### SOURCE DOCUMENT
┌────────
Thus, L_i implies the minimum input size of ANN-NLE to estimate the constituent PRBS i. Figure 2 shows L_i for the PRBSs listed in Table 1. For a given input size of ANN-NLE, the overfitting occurs if k ≥ L_i. For example, if PRBS-15 is used as a constituent PRBS of training PAM sequence, an ANN-NLE having k greater than or equal to 14 is able to estimate the entire PRBS-15 from the sequence. In other words, the ANN-NLE having k smaller than L_i does not suffer from the overfitting problem. For a given input size of the ANN-NLE and PRBS order, the overfitting occurs as long as k is larger than or equal to L_i regardless of the length of training sequence. Under that condition, the ANN-NLE suffers from the overfitting even though a short training sequence which has unrepeated PRBS pattern is used for training the ANN-NLE [24]. It is worth mentioning that if the ANN-NLE receives only preceding or following symbols, L_i should be l_1,i because it is determined by the pivotal tap indexes of first and second expressions in Eq. (5).

Fig. 1. The pivotal tap indexes for each expression in Eq. (5). Shown at the bottom is the range of the symmetric input sequence of ANN-NLE including k preceding and k following symbols. The hollow circle implies that it is not included in the input sequence.

Download Full Size | PDF

Fig. 2. The minimum input size of ANN-NLE required to have the overfitting, L_i, versus the PRBS order.

Download Full Size | PDF

The overfitting occurs when the ANN-NLE can estimate one or more of entire constituent PRBSs from the input sequence. Thus, the input size of ANN-NLE required to avoid the overfitting problem is determined by the minimum value among L_i. Thus, we have

(7)$$k < {L_{\min }} = min ({{L_1},{L_2}, \cdot{\cdot} \cdot ,{L_m}} ).$$

It should be noted that L_min values are independent of whether natural or Gray coding is employed. Thus, the selection guideline provided in Eq. (7) is applicable to any PAM-M signals regardless of symbol coding.
└────────
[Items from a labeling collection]
┌────────
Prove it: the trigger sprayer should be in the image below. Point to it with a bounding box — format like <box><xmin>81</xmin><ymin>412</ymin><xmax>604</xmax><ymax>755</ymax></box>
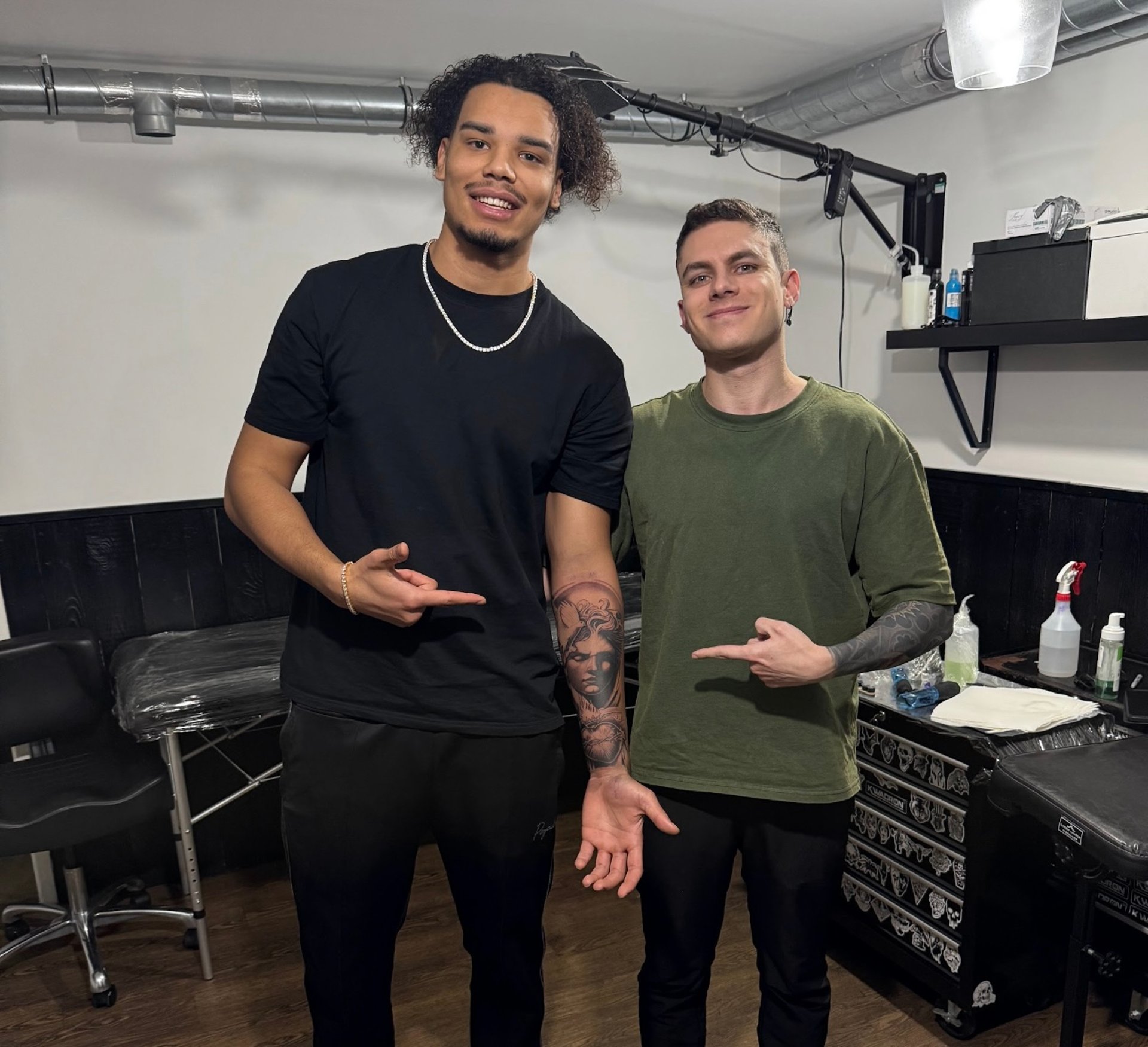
<box><xmin>1037</xmin><ymin>560</ymin><xmax>1087</xmax><ymax>679</ymax></box>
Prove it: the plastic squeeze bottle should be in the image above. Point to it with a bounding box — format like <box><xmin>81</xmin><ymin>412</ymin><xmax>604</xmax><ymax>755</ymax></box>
<box><xmin>1097</xmin><ymin>611</ymin><xmax>1124</xmax><ymax>701</ymax></box>
<box><xmin>1037</xmin><ymin>560</ymin><xmax>1087</xmax><ymax>677</ymax></box>
<box><xmin>945</xmin><ymin>593</ymin><xmax>981</xmax><ymax>686</ymax></box>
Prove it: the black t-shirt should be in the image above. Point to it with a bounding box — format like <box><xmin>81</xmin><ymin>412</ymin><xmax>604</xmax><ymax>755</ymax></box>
<box><xmin>246</xmin><ymin>245</ymin><xmax>631</xmax><ymax>735</ymax></box>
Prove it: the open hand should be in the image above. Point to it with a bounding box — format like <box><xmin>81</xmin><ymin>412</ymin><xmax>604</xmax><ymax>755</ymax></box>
<box><xmin>574</xmin><ymin>769</ymin><xmax>679</xmax><ymax>898</ymax></box>
<box><xmin>347</xmin><ymin>542</ymin><xmax>487</xmax><ymax>627</ymax></box>
<box><xmin>694</xmin><ymin>618</ymin><xmax>836</xmax><ymax>688</ymax></box>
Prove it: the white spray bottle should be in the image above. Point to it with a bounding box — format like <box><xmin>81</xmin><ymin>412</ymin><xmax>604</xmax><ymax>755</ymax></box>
<box><xmin>945</xmin><ymin>593</ymin><xmax>981</xmax><ymax>686</ymax></box>
<box><xmin>1037</xmin><ymin>560</ymin><xmax>1087</xmax><ymax>677</ymax></box>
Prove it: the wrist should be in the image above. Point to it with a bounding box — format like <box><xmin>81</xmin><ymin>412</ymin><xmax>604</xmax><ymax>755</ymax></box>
<box><xmin>590</xmin><ymin>764</ymin><xmax>630</xmax><ymax>781</ymax></box>
<box><xmin>313</xmin><ymin>560</ymin><xmax>352</xmax><ymax>609</ymax></box>
<box><xmin>813</xmin><ymin>648</ymin><xmax>837</xmax><ymax>683</ymax></box>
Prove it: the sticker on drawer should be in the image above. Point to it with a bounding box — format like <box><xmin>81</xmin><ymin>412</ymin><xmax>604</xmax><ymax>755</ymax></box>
<box><xmin>1056</xmin><ymin>814</ymin><xmax>1083</xmax><ymax>844</ymax></box>
<box><xmin>841</xmin><ymin>872</ymin><xmax>961</xmax><ymax>975</ymax></box>
<box><xmin>857</xmin><ymin>760</ymin><xmax>964</xmax><ymax>844</ymax></box>
<box><xmin>850</xmin><ymin>799</ymin><xmax>964</xmax><ymax>892</ymax></box>
<box><xmin>857</xmin><ymin>721</ymin><xmax>969</xmax><ymax>796</ymax></box>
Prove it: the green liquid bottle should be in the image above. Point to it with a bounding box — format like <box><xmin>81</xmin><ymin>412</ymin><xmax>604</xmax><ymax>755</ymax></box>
<box><xmin>1097</xmin><ymin>612</ymin><xmax>1124</xmax><ymax>701</ymax></box>
<box><xmin>945</xmin><ymin>593</ymin><xmax>981</xmax><ymax>688</ymax></box>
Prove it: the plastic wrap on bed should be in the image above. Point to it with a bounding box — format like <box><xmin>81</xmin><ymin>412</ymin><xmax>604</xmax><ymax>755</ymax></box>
<box><xmin>111</xmin><ymin>573</ymin><xmax>642</xmax><ymax>740</ymax></box>
<box><xmin>111</xmin><ymin>618</ymin><xmax>287</xmax><ymax>740</ymax></box>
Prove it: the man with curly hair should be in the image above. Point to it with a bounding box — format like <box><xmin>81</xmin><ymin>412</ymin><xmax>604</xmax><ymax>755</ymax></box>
<box><xmin>225</xmin><ymin>55</ymin><xmax>674</xmax><ymax>1047</ymax></box>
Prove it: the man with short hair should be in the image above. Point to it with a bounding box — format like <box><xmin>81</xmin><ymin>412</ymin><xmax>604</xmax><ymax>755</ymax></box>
<box><xmin>225</xmin><ymin>55</ymin><xmax>674</xmax><ymax>1047</ymax></box>
<box><xmin>614</xmin><ymin>200</ymin><xmax>953</xmax><ymax>1047</ymax></box>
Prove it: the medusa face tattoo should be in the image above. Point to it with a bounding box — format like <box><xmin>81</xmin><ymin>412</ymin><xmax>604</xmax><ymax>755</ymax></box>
<box><xmin>554</xmin><ymin>583</ymin><xmax>622</xmax><ymax>710</ymax></box>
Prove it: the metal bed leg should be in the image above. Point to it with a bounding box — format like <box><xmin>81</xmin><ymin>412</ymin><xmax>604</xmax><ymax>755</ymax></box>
<box><xmin>160</xmin><ymin>739</ymin><xmax>191</xmax><ymax>898</ymax></box>
<box><xmin>163</xmin><ymin>730</ymin><xmax>213</xmax><ymax>982</ymax></box>
<box><xmin>32</xmin><ymin>851</ymin><xmax>60</xmax><ymax>906</ymax></box>
<box><xmin>1060</xmin><ymin>872</ymin><xmax>1097</xmax><ymax>1047</ymax></box>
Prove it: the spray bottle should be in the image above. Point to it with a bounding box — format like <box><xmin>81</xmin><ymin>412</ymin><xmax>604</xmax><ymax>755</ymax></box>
<box><xmin>901</xmin><ymin>245</ymin><xmax>929</xmax><ymax>331</ymax></box>
<box><xmin>1037</xmin><ymin>560</ymin><xmax>1087</xmax><ymax>677</ymax></box>
<box><xmin>1097</xmin><ymin>611</ymin><xmax>1124</xmax><ymax>701</ymax></box>
<box><xmin>945</xmin><ymin>593</ymin><xmax>981</xmax><ymax>686</ymax></box>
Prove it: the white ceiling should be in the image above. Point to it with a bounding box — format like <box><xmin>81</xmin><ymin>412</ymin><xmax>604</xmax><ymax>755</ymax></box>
<box><xmin>0</xmin><ymin>0</ymin><xmax>941</xmax><ymax>101</ymax></box>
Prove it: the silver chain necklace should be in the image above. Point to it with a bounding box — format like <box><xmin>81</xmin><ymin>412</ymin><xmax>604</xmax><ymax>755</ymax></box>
<box><xmin>423</xmin><ymin>240</ymin><xmax>538</xmax><ymax>352</ymax></box>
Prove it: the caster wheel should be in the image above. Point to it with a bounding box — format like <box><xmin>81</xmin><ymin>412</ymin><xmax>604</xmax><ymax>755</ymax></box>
<box><xmin>4</xmin><ymin>920</ymin><xmax>30</xmax><ymax>941</ymax></box>
<box><xmin>937</xmin><ymin>1011</ymin><xmax>977</xmax><ymax>1040</ymax></box>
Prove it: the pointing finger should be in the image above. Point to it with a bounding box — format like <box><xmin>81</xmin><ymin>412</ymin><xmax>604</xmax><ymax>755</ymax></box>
<box><xmin>692</xmin><ymin>644</ymin><xmax>753</xmax><ymax>661</ymax></box>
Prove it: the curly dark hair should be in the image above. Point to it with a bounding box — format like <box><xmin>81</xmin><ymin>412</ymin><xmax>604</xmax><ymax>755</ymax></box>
<box><xmin>405</xmin><ymin>55</ymin><xmax>618</xmax><ymax>218</ymax></box>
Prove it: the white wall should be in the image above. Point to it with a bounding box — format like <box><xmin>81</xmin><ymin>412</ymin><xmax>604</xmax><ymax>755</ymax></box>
<box><xmin>0</xmin><ymin>122</ymin><xmax>778</xmax><ymax>515</ymax></box>
<box><xmin>782</xmin><ymin>41</ymin><xmax>1148</xmax><ymax>490</ymax></box>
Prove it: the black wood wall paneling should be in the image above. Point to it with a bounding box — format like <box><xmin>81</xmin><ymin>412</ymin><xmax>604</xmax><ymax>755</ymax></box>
<box><xmin>0</xmin><ymin>469</ymin><xmax>1148</xmax><ymax>886</ymax></box>
<box><xmin>0</xmin><ymin>469</ymin><xmax>1148</xmax><ymax>655</ymax></box>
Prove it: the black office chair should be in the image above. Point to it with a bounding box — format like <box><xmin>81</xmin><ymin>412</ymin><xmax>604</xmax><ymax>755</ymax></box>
<box><xmin>0</xmin><ymin>629</ymin><xmax>210</xmax><ymax>1007</ymax></box>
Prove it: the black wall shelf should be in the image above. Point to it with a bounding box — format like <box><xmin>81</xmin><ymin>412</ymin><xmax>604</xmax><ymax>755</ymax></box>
<box><xmin>885</xmin><ymin>316</ymin><xmax>1148</xmax><ymax>451</ymax></box>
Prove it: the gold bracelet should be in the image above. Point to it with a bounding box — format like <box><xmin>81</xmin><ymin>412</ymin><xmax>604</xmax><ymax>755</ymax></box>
<box><xmin>338</xmin><ymin>561</ymin><xmax>358</xmax><ymax>614</ymax></box>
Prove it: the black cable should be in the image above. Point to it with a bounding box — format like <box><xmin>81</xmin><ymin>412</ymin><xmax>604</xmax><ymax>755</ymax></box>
<box><xmin>636</xmin><ymin>94</ymin><xmax>701</xmax><ymax>142</ymax></box>
<box><xmin>737</xmin><ymin>141</ymin><xmax>822</xmax><ymax>181</ymax></box>
<box><xmin>837</xmin><ymin>202</ymin><xmax>848</xmax><ymax>389</ymax></box>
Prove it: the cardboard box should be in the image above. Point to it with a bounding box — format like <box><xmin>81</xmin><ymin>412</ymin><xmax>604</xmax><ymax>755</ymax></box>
<box><xmin>1083</xmin><ymin>218</ymin><xmax>1148</xmax><ymax>320</ymax></box>
<box><xmin>1004</xmin><ymin>207</ymin><xmax>1120</xmax><ymax>237</ymax></box>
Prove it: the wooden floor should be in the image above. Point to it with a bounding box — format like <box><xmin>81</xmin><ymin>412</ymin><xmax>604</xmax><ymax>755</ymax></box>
<box><xmin>0</xmin><ymin>815</ymin><xmax>1148</xmax><ymax>1047</ymax></box>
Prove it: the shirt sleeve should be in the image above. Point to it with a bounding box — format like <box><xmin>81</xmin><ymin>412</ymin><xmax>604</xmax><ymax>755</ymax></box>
<box><xmin>854</xmin><ymin>436</ymin><xmax>955</xmax><ymax>618</ymax></box>
<box><xmin>550</xmin><ymin>364</ymin><xmax>634</xmax><ymax>513</ymax></box>
<box><xmin>243</xmin><ymin>273</ymin><xmax>328</xmax><ymax>443</ymax></box>
<box><xmin>610</xmin><ymin>486</ymin><xmax>634</xmax><ymax>564</ymax></box>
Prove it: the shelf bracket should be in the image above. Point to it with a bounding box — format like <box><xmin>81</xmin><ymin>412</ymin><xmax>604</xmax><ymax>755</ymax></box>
<box><xmin>937</xmin><ymin>346</ymin><xmax>1000</xmax><ymax>451</ymax></box>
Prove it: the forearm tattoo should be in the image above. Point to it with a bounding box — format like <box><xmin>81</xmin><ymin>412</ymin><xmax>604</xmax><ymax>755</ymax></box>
<box><xmin>554</xmin><ymin>581</ymin><xmax>629</xmax><ymax>769</ymax></box>
<box><xmin>829</xmin><ymin>600</ymin><xmax>953</xmax><ymax>676</ymax></box>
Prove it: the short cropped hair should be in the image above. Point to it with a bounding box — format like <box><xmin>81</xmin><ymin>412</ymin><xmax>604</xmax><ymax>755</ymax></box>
<box><xmin>674</xmin><ymin>197</ymin><xmax>790</xmax><ymax>274</ymax></box>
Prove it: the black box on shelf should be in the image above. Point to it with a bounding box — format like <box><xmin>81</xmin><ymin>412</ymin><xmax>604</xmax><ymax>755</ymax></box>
<box><xmin>972</xmin><ymin>228</ymin><xmax>1092</xmax><ymax>326</ymax></box>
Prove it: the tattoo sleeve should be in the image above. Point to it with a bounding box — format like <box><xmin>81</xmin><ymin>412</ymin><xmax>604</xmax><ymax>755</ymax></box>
<box><xmin>554</xmin><ymin>581</ymin><xmax>629</xmax><ymax>770</ymax></box>
<box><xmin>829</xmin><ymin>600</ymin><xmax>953</xmax><ymax>676</ymax></box>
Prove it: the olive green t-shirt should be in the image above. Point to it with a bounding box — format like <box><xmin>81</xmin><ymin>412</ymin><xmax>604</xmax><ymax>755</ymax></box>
<box><xmin>614</xmin><ymin>379</ymin><xmax>953</xmax><ymax>804</ymax></box>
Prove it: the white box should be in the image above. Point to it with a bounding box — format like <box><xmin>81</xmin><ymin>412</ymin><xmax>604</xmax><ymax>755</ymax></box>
<box><xmin>1004</xmin><ymin>206</ymin><xmax>1120</xmax><ymax>237</ymax></box>
<box><xmin>1083</xmin><ymin>218</ymin><xmax>1148</xmax><ymax>320</ymax></box>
└────────
### WHAT THIS EXERCISE ASKS
1. According to the ANN-NLE passage, why is the input size needed to avoid overfitting set by the minimum value among L_i? Please answer in one to three sentences.
2. In the ANN-NLE passage, what values of k let an ANN-NLE estimate the entire PRBS-15 when PRBS-15 is a constituent PRBS of the training PAM sequence?
3. Decide whether each statement agrees with the ANN-NLE passage, giving yes or no and quoting the deciding words: (a) When k is larger than or equal to L_i, using a short training sequence with an unrepeated PRBS pattern prevents overfitting. (b) L_min values depend on whether natural or Gray coding is employed. (c) An ANN-NLE with k smaller than L_i does not suffer from overfitting.
Rely only on the ANN-NLE passage.

### FULL ANSWERS
1. Overfitting occurs when the ANN-NLE can estimate one or more of the entire constituent PRBSs from the input sequence. Estimating even one constituent PRBS is enough to cause it, so k must stay below the smallest L_i.

2. k greater than or equal to 14.

3.
(a) No: "the ANN-NLE suffers from the overfitting even though a short training sequence which has unrepeated PRBS pattern is used for training the ANN-NLE"
(b) No: "L_min values are independent of whether natural or Gray coding is employed"
(c) Yes: "the ANN-NLE having k smaller than L_i does not suffer from the overfitting problem"